Assignment => Taking the records line by line, how many lines contain the word "black"? Answer with the number only.

*** Block opens ***

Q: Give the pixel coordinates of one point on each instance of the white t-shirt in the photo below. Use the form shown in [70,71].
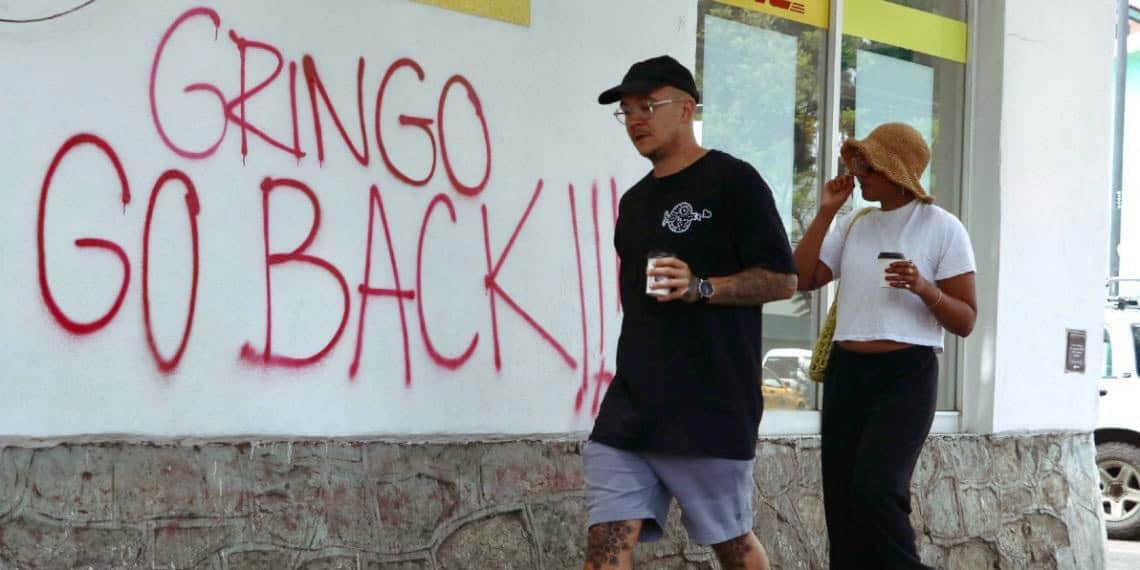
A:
[927,235]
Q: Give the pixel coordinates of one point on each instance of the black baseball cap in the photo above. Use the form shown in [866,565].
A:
[650,74]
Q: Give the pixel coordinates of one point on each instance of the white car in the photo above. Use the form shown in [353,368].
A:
[1117,433]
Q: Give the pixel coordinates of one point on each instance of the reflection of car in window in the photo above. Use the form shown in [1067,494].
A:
[779,395]
[1117,433]
[784,381]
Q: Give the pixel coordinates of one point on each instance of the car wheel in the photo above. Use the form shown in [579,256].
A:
[1120,488]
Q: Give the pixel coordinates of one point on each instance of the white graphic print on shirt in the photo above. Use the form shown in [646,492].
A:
[681,218]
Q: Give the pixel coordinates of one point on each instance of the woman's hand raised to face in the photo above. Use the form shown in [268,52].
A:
[836,192]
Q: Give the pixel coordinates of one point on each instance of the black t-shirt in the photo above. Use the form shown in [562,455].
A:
[687,374]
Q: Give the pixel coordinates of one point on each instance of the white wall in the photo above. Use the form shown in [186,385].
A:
[90,72]
[1056,152]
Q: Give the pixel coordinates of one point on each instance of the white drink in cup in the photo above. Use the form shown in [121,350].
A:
[650,279]
[885,260]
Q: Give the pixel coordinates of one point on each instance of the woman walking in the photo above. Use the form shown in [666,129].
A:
[906,273]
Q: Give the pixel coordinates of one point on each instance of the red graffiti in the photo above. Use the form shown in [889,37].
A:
[66,322]
[420,122]
[234,110]
[235,107]
[376,204]
[497,292]
[603,376]
[195,87]
[244,46]
[581,302]
[316,86]
[168,365]
[267,357]
[440,359]
[473,97]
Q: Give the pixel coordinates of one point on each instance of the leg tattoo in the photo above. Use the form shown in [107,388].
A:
[733,554]
[607,543]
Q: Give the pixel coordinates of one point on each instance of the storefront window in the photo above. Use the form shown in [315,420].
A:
[763,72]
[762,80]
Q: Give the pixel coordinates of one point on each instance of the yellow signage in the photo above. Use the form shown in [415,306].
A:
[512,11]
[906,27]
[879,21]
[813,13]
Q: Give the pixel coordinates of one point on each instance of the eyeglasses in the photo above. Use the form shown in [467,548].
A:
[640,110]
[861,168]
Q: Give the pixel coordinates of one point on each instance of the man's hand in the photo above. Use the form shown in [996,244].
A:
[678,281]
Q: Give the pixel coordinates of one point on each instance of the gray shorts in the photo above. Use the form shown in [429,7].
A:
[715,495]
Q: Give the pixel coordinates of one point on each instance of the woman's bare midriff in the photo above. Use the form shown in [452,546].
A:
[873,347]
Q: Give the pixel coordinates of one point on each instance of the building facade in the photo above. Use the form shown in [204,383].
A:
[333,286]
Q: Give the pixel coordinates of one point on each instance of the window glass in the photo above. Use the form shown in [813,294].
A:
[762,79]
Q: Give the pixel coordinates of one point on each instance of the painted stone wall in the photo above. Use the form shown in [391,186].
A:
[980,502]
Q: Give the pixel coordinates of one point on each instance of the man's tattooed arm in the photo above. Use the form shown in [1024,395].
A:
[750,286]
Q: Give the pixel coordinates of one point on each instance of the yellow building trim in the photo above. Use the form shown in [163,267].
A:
[813,13]
[512,11]
[906,27]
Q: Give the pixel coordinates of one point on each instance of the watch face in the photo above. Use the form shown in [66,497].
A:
[705,288]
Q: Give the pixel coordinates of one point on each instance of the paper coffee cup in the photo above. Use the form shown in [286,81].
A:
[650,279]
[885,260]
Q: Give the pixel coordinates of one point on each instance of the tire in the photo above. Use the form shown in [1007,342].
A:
[1118,465]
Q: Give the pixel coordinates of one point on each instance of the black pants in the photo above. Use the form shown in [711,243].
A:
[877,413]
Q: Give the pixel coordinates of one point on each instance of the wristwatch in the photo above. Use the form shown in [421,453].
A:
[703,290]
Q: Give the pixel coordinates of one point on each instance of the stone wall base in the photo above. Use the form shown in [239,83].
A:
[1024,501]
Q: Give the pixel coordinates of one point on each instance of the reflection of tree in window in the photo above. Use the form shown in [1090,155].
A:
[811,78]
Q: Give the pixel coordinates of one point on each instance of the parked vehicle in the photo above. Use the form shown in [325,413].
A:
[1117,434]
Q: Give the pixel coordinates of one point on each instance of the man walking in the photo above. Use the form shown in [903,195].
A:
[701,247]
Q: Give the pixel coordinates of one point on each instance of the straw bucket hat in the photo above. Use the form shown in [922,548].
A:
[895,149]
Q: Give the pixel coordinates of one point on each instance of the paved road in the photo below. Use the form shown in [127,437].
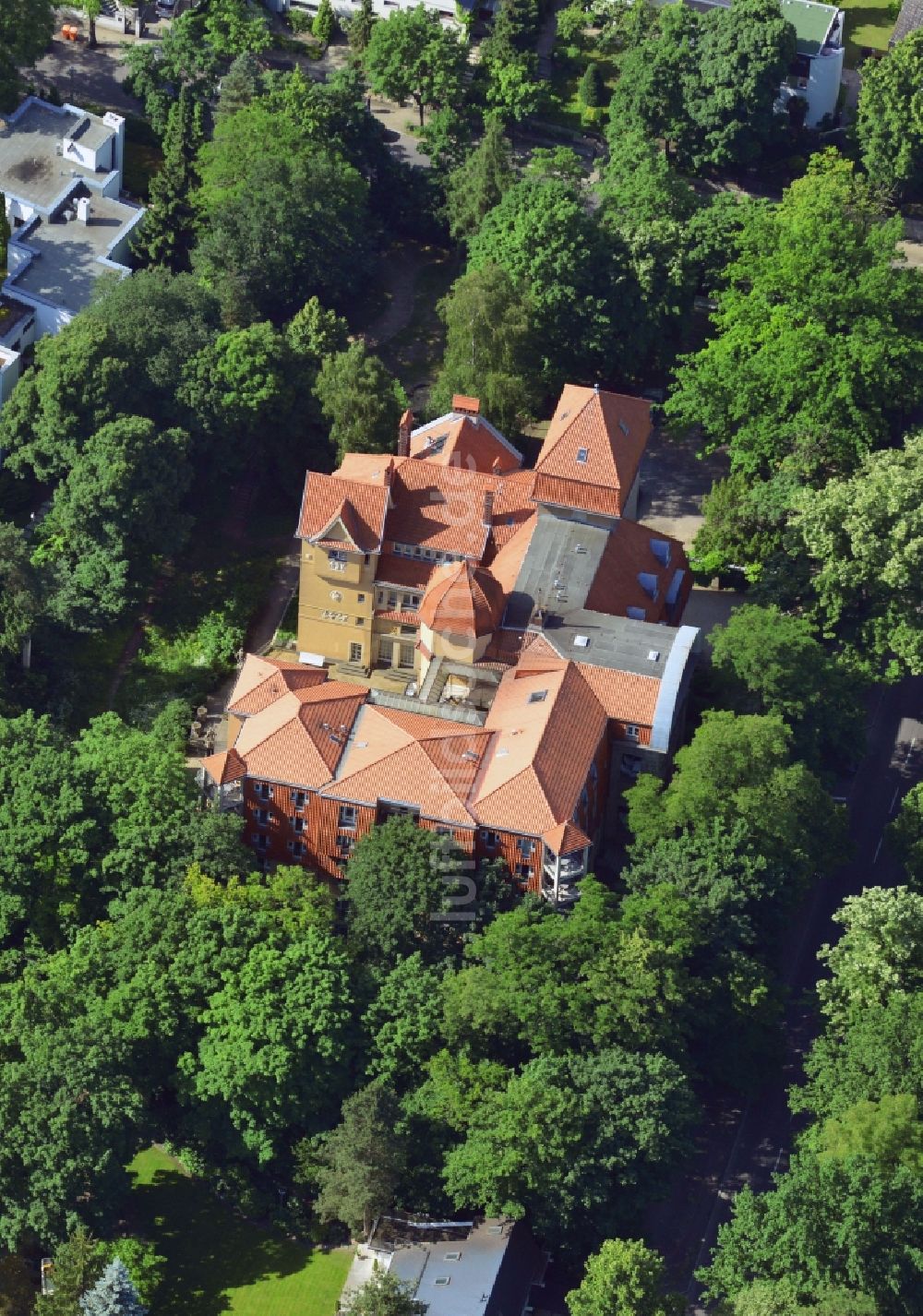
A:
[744,1146]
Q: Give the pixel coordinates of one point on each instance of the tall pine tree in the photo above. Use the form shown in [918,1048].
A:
[114,1294]
[167,233]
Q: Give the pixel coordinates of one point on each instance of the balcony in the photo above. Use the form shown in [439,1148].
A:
[569,868]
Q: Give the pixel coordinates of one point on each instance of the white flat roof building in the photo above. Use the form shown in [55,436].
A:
[61,173]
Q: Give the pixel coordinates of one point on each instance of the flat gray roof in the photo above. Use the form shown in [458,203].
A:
[30,166]
[68,252]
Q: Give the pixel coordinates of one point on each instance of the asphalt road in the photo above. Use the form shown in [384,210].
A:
[747,1145]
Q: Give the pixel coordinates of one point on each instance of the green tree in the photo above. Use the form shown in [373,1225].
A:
[49,839]
[20,593]
[275,1040]
[743,54]
[555,253]
[404,1022]
[889,124]
[361,401]
[592,89]
[361,25]
[117,509]
[385,1295]
[880,1052]
[487,348]
[880,953]
[413,55]
[477,185]
[851,1224]
[771,662]
[18,1290]
[315,332]
[905,834]
[25,31]
[514,89]
[240,389]
[361,1161]
[649,98]
[394,884]
[314,204]
[737,770]
[167,233]
[888,1131]
[627,1278]
[77,1265]
[860,536]
[241,84]
[817,293]
[114,1294]
[326,24]
[571,1140]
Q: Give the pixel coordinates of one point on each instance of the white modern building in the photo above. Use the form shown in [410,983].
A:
[818,67]
[61,173]
[452,13]
[475,1267]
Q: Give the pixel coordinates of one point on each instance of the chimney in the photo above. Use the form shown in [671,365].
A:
[404,426]
[463,405]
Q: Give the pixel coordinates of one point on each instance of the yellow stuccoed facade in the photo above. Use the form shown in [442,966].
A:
[336,603]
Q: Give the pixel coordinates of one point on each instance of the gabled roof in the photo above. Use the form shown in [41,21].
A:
[224,768]
[261,680]
[565,839]
[300,737]
[639,570]
[469,442]
[431,765]
[441,507]
[548,726]
[593,450]
[354,507]
[462,600]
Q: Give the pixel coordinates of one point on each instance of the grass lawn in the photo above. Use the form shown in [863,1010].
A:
[219,1263]
[868,22]
[565,105]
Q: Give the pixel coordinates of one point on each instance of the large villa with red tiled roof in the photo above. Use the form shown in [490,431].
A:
[481,648]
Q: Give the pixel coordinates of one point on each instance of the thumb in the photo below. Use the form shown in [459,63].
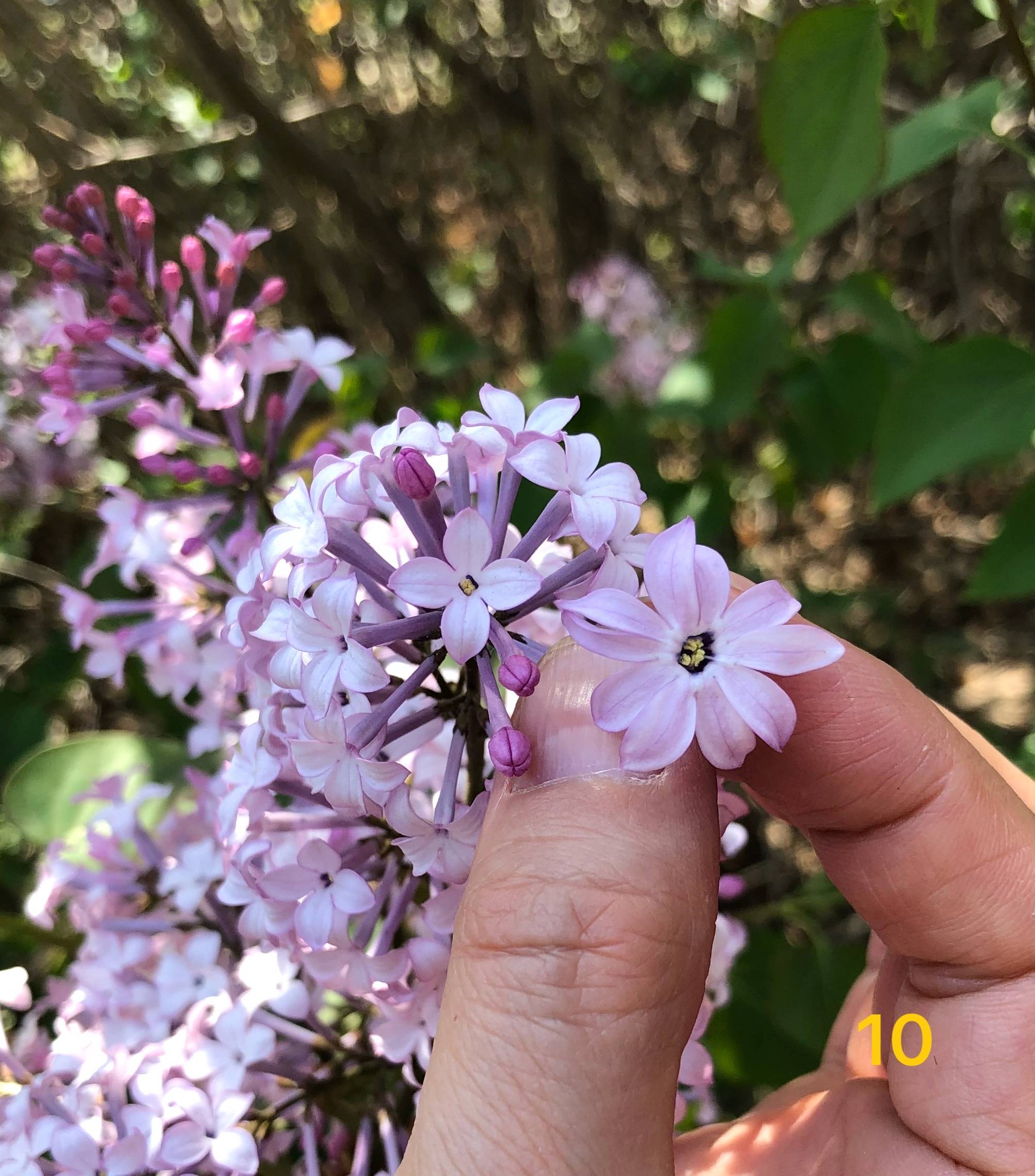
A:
[579,956]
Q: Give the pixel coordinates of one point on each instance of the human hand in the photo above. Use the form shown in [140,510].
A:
[584,940]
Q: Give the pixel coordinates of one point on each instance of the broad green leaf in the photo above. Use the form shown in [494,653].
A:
[820,111]
[869,296]
[1007,569]
[39,795]
[935,131]
[959,405]
[745,340]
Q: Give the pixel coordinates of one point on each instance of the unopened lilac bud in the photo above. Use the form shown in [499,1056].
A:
[511,752]
[519,674]
[273,291]
[93,245]
[185,471]
[251,465]
[413,474]
[192,254]
[240,327]
[154,464]
[172,278]
[219,476]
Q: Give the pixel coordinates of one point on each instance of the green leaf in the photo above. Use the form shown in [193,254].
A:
[820,111]
[959,405]
[934,132]
[1007,568]
[744,341]
[869,296]
[39,795]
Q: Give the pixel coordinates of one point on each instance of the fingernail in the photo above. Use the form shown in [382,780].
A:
[559,724]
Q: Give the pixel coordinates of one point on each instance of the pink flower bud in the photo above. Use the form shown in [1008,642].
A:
[127,202]
[511,752]
[273,291]
[91,195]
[219,476]
[120,305]
[240,327]
[414,476]
[185,471]
[93,245]
[251,465]
[47,255]
[172,278]
[519,674]
[192,254]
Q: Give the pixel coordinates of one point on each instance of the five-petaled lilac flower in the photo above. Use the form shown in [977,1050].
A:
[707,660]
[324,887]
[596,493]
[502,427]
[466,584]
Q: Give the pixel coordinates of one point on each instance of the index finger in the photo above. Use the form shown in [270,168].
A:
[919,832]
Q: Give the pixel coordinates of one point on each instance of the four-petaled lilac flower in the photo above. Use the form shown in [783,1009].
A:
[466,584]
[502,427]
[218,385]
[707,660]
[325,888]
[596,493]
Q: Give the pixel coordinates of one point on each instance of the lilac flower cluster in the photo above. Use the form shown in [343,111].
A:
[261,967]
[626,300]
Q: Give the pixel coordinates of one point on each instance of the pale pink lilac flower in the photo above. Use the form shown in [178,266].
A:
[706,658]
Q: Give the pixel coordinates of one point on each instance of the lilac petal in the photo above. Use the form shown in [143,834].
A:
[583,453]
[786,649]
[507,584]
[759,607]
[316,918]
[465,627]
[320,681]
[362,671]
[468,543]
[763,705]
[660,734]
[184,1146]
[617,646]
[544,464]
[287,883]
[618,481]
[236,1149]
[552,415]
[594,519]
[725,739]
[620,612]
[351,894]
[318,856]
[688,585]
[425,582]
[502,407]
[621,696]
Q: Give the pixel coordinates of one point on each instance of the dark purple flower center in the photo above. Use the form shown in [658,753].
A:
[696,653]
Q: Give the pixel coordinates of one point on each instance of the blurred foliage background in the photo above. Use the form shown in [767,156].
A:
[785,255]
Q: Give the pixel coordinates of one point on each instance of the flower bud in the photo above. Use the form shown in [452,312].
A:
[251,465]
[511,752]
[519,674]
[172,278]
[240,327]
[273,291]
[414,476]
[192,254]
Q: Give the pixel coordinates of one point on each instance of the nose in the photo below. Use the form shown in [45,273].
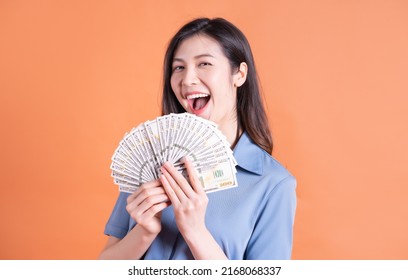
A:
[190,77]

*** Block closes ***

Response area => 3